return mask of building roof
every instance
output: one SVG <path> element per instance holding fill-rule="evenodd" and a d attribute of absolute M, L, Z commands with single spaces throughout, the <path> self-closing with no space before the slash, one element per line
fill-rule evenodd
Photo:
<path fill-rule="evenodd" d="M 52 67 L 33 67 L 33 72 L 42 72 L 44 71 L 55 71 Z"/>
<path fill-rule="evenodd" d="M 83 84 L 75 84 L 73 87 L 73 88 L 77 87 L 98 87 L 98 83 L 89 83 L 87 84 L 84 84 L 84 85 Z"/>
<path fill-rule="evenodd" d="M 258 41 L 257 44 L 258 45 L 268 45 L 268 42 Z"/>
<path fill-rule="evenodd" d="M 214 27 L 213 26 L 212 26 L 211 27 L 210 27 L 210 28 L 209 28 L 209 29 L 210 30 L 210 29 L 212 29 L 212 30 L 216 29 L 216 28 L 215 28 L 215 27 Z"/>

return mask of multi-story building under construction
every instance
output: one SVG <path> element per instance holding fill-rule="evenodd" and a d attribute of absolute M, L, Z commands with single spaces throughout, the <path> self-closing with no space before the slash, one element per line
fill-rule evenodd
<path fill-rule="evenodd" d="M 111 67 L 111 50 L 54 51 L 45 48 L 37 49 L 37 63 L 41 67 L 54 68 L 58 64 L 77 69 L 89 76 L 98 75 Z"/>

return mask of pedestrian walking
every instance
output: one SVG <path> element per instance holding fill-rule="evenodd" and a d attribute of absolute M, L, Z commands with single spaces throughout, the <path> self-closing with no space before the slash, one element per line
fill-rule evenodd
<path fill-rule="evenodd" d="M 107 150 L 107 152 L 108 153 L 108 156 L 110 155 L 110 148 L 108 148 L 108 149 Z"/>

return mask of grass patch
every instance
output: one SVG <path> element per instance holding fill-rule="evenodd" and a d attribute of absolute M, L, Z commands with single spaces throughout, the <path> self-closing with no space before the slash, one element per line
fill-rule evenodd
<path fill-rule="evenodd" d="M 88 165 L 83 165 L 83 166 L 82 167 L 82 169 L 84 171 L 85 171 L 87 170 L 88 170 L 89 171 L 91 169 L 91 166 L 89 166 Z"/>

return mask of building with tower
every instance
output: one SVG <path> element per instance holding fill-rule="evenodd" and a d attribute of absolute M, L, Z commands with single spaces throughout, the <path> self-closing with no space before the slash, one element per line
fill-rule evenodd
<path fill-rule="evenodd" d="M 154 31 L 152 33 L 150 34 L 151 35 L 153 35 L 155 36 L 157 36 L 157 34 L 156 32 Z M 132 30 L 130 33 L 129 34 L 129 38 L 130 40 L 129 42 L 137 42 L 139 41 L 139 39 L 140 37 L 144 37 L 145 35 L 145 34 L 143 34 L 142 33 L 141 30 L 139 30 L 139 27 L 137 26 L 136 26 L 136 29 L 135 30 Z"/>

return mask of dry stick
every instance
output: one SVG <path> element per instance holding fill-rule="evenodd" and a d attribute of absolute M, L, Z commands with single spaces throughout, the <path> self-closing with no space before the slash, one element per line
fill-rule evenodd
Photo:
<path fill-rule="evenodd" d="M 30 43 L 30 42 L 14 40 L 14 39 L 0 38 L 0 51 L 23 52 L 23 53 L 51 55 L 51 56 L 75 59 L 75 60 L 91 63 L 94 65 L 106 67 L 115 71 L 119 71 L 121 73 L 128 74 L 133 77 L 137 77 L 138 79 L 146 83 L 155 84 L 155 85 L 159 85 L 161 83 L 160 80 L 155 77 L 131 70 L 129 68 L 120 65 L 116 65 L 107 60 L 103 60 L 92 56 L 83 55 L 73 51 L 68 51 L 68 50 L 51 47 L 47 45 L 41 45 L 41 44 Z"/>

**PROBLEM STATEMENT**
Quote the lines verbatim, from the first line of the records through the line containing "107 150 L 107".

**FINISHED TASK**
return mask of building roof
every instance
output: one SVG <path> element per instance holding fill-rule="evenodd" and a d attribute of absolute M, L, Z commands with single spaces throughout, the <path> self-closing with no space before the slash, one element per line
fill-rule evenodd
Photo:
<path fill-rule="evenodd" d="M 52 67 L 33 67 L 33 72 L 42 72 L 44 71 L 55 71 Z"/>
<path fill-rule="evenodd" d="M 83 84 L 75 84 L 73 87 L 73 88 L 77 87 L 98 87 L 98 83 L 89 83 L 87 84 L 84 84 L 84 85 Z"/>
<path fill-rule="evenodd" d="M 258 41 L 257 44 L 258 45 L 268 45 L 268 42 Z"/>
<path fill-rule="evenodd" d="M 214 27 L 213 26 L 212 26 L 211 27 L 210 27 L 210 28 L 209 28 L 209 29 L 210 30 L 210 29 L 212 29 L 212 30 L 216 29 L 216 28 L 215 28 L 215 27 Z"/>

return mask of multi-story building under construction
every instance
output: one SVG <path> element per instance holding fill-rule="evenodd" and a d attribute of absolute M, L, Z commands with single spaces throughout, the <path> self-closing with no space before the slash, one element per line
fill-rule evenodd
<path fill-rule="evenodd" d="M 111 67 L 111 50 L 54 51 L 45 48 L 37 49 L 37 63 L 41 67 L 54 68 L 58 64 L 77 69 L 89 76 L 98 75 Z"/>

return mask of pedestrian walking
every instance
output: one SVG <path> element per instance holding fill-rule="evenodd" and a d attribute of absolute M, L, Z commands with single spaces throughout, the <path> self-closing with no space before the slash, one element per line
fill-rule evenodd
<path fill-rule="evenodd" d="M 107 150 L 107 152 L 108 153 L 108 156 L 110 155 L 110 148 L 108 148 L 108 149 Z"/>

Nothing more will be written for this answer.